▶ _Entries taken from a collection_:
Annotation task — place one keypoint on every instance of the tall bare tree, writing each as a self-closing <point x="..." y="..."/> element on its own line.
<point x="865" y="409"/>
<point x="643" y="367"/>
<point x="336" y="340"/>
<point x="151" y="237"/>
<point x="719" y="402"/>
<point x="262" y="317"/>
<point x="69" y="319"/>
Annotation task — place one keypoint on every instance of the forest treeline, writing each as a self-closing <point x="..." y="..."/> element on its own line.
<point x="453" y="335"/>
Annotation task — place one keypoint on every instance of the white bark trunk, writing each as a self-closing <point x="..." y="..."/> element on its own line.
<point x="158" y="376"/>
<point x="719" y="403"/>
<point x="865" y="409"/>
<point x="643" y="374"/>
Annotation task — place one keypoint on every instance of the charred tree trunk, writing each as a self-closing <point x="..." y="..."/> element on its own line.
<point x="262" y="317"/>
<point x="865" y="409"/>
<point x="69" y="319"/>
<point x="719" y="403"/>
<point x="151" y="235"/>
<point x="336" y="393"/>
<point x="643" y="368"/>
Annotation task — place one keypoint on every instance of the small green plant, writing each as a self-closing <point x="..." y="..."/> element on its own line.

▶ _WHAT TO DO_: Each record must be repeated exactly as it appears above.

▶ _RESPONSE TO THIS TASK_:
Annotation task — place one keypoint on every instance of the tall bare tree, writing each as a self-closing <point x="..." y="..."/> element on its own line.
<point x="865" y="409"/>
<point x="643" y="367"/>
<point x="336" y="340"/>
<point x="151" y="237"/>
<point x="719" y="402"/>
<point x="262" y="317"/>
<point x="69" y="319"/>
Annotation task — place one keypoint on every instance of the forest treeline, writing each as a self-closing <point x="..." y="..."/> element on its own line.
<point x="453" y="335"/>
Annotation task — place one keypoint on every instance of the white bark trunk, writing each as a self-closing <point x="..." y="..."/> element on its own line.
<point x="158" y="376"/>
<point x="719" y="403"/>
<point x="865" y="409"/>
<point x="643" y="374"/>
Annotation task — place one keypoint on every instance of the charred tree trunk, writing each as a self-closing <point x="..." y="..."/> element on its own line.
<point x="262" y="317"/>
<point x="865" y="409"/>
<point x="69" y="319"/>
<point x="719" y="403"/>
<point x="151" y="235"/>
<point x="336" y="393"/>
<point x="643" y="368"/>
Annotation task — place one keypoint on every instance of the small green plant, writing each as a self-closing <point x="..." y="..."/> element on its own line.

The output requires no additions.